▶ Extrait du document:
+---+
Bien des propriétaires ne le réalisent pas, mais leur résidence est hypothéquée au grand complet. De plus en plus, les institutions financières prennent une garantie hypothécaire de plus de 100% de la valeur de la maison, ce qui donne davantage de flexibilité aux propriétaires qui peuvent ensuite augmenter leur crédit sans avoir à retourner chez le notaire. Mais il y a aussi des inconvénients majeurs...

Quand Jean a eu des difficultés financières, il pensait pouvoir compter sur la valeur de sa maison pour dénicher les 30 000$ dont il avait besoin. Mais il a frappé un mur. Sans qu'il le sache, la banque avait pris une garantie hypothécaire sur 100% de la valeur de sa maison, même si elle ne lui avait prêté que 75% de la valeur de la résidence évaluée à environ 360 000$.

Le propriétaire aurait facilement pu obtenir une deuxième hypothèque de 30 000$. Mais le prêteur de deuxième rang exigeait que la banque réduise l'hypothèque, afin de libérer l'espace pour garantir le nouveau prêt. Or, la banque a refusé net. «Ils m'ont dit qu'ils protégeaient leur investissement», raconte le propriétaire dont nous avons changé le nom.

Comme sa situation financière s'était détériorée, la banque a aussi refusé d'augmenter son prêt pour lui fournir les 30 000$. Coincé, Jean a même songé à rembourser son hypothèque au complet, pour contracter un nouveau prêt plus élevé dans une autre institution. Mais les pénalités d'environ 15 000$ pour le remboursement anticipé l'ont vite dissuadé de le faire.

En raison de son hypothèque gonflée, toutes les portes du crédit se sont refermées au nez de Jean, au moment où il en avait cruellement besoin.

Pratique généralisée

Ce type d'hypothèque (subsidiaire ou collateral mortgage) est désormais monnaie courante dans les institutions financières où le prêt classique tend à disparaître.

«Il est devenu fréquent que les institutions prêteuses créent des hypothèques pour un montant nettement supérieur au montant de l'obligation garantie», observe la Chambre des notaires du Québec.

Par exemple, pour une maison d'une valeur de 30 0000$, une banque peut très bien prendre une garantie hypothécaire de 400 000$, même si le propriétaire a emprunté seulement 15 0000$.

«C'est la tendance», confirme Sylvie Rousson, courtière hypothécaire chez Multi-Prêts qui a déjà vu des garanties hypothécaires dépassant 150% de la valeur de la propriété.

Dans certains cas, le prêteur prend une hypothèque plus élevée que le prêt parce qu'il accorde à son client une marge de crédit hypothécaire. Le propriétaire peut y puiser, à sa guise, pour financer des rénovations, l'achat d'une voiture, d'un voyage ou de biens de consommation.

Mais certains prêteurs, comme la Banque TD, ont complètement migré vers les hypothèques subsidiaires, que le client ait une marge de crédit ou pas.
+---+
▶ Problème posé:
D'après l'extrait sur les hypothèques subsidiaires, à combien s'élevaient les pénalités qui ont dissuadé Jean de rembourser son hypothèque au complet ?

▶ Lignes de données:
+---+
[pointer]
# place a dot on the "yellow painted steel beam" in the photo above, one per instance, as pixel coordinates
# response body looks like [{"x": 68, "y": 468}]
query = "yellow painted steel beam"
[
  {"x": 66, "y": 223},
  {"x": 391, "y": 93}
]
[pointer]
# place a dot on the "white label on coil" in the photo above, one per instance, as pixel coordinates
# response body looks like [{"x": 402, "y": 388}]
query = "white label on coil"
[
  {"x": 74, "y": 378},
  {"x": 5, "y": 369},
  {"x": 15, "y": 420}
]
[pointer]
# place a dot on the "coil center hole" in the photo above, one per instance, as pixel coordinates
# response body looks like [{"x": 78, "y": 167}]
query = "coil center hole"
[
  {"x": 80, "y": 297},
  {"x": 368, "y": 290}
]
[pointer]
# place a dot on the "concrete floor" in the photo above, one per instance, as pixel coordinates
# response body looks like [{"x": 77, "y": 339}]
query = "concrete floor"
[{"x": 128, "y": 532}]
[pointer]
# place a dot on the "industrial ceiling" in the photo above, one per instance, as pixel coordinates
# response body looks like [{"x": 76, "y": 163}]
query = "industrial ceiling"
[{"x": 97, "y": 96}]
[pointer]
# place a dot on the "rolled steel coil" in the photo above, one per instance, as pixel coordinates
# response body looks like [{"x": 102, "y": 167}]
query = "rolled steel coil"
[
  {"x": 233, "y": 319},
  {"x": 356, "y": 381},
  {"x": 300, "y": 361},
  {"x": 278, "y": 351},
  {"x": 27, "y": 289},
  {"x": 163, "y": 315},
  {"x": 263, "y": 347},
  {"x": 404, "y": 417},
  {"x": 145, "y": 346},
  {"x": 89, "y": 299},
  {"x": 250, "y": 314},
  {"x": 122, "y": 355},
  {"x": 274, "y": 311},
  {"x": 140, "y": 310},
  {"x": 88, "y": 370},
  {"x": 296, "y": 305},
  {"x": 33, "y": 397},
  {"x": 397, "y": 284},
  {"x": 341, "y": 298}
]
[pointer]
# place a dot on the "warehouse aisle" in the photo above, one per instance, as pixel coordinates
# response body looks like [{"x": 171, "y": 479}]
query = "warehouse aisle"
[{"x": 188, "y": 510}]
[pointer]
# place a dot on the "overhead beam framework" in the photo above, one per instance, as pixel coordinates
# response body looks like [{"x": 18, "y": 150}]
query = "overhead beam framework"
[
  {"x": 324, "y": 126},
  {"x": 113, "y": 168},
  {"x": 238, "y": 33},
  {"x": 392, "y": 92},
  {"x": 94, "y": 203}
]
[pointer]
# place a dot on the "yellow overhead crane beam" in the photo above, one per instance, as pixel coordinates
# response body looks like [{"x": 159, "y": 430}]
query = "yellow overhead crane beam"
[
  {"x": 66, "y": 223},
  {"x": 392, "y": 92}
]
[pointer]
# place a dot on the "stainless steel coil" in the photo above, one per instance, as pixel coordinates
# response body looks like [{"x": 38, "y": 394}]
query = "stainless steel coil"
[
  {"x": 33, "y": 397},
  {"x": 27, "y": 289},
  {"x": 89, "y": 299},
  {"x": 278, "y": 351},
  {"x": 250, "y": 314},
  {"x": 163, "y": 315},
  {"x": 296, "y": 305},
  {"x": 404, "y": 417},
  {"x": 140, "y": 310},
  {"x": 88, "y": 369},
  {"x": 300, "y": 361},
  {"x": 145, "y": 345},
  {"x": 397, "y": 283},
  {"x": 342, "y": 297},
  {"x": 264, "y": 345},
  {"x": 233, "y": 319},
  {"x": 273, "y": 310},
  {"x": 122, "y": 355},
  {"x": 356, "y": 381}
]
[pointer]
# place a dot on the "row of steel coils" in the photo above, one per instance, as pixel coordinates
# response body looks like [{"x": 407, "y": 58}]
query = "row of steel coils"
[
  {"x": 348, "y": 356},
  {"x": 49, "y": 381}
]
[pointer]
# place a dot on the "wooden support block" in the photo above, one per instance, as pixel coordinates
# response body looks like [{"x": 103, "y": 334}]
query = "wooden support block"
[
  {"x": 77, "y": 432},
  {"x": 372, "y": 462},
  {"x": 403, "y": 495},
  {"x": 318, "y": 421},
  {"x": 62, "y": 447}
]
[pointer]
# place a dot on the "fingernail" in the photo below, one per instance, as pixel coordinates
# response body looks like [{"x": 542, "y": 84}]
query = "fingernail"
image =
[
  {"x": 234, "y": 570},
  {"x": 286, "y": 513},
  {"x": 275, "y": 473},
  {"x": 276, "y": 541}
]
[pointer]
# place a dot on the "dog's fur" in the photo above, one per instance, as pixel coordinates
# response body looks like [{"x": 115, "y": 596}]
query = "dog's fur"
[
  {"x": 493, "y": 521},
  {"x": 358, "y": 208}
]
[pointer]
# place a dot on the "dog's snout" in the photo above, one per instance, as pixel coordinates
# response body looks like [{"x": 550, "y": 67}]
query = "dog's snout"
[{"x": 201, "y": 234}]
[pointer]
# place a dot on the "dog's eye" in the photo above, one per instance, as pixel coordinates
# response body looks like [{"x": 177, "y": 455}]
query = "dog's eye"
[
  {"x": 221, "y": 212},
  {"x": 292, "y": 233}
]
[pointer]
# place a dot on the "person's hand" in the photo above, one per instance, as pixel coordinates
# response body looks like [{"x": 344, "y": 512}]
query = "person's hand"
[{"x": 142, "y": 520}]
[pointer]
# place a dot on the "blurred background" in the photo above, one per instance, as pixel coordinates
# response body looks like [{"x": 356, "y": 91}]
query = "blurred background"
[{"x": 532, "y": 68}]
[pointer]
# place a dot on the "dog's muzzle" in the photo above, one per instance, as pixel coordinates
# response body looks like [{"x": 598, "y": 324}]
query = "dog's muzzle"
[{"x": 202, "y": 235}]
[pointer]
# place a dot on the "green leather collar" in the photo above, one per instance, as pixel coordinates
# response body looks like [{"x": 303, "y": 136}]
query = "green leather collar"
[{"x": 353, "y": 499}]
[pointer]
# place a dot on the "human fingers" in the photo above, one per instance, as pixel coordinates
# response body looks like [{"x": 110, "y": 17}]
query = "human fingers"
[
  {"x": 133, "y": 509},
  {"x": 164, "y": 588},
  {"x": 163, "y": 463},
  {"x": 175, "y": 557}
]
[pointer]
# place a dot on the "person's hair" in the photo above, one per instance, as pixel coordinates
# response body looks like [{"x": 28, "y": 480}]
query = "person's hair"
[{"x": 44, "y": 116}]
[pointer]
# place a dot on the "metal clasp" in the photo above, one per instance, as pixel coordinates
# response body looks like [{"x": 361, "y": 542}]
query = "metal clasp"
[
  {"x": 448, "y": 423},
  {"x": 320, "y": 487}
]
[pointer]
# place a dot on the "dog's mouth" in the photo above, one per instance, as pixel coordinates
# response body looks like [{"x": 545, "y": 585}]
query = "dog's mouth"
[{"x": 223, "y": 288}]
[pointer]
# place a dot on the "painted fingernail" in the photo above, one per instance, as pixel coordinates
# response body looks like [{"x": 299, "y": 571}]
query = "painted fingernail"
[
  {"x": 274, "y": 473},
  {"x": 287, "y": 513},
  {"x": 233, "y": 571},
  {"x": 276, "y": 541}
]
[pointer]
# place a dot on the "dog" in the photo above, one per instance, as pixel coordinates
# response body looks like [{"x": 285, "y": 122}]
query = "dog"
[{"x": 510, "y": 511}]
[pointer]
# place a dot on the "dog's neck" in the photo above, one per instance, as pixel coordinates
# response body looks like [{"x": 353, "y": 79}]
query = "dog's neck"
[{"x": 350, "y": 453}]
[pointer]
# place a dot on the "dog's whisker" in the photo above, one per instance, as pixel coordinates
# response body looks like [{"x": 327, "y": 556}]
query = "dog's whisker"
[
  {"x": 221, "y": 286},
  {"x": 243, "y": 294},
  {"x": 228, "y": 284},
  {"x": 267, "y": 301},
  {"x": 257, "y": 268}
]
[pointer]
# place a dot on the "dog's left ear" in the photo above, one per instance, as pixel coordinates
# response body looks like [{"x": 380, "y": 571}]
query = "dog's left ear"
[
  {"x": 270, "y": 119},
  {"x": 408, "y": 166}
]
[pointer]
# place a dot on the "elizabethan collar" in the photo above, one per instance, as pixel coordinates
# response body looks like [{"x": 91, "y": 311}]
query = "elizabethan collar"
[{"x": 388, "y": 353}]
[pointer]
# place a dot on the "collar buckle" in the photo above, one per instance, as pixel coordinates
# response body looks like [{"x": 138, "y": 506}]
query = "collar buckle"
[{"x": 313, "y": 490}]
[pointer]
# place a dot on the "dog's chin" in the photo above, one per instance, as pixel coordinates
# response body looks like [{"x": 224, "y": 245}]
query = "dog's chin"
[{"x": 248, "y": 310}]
+---+
▶ Réponse correcte:
Les pénalités pour le remboursement anticipé s'élevaient à environ 15 000$.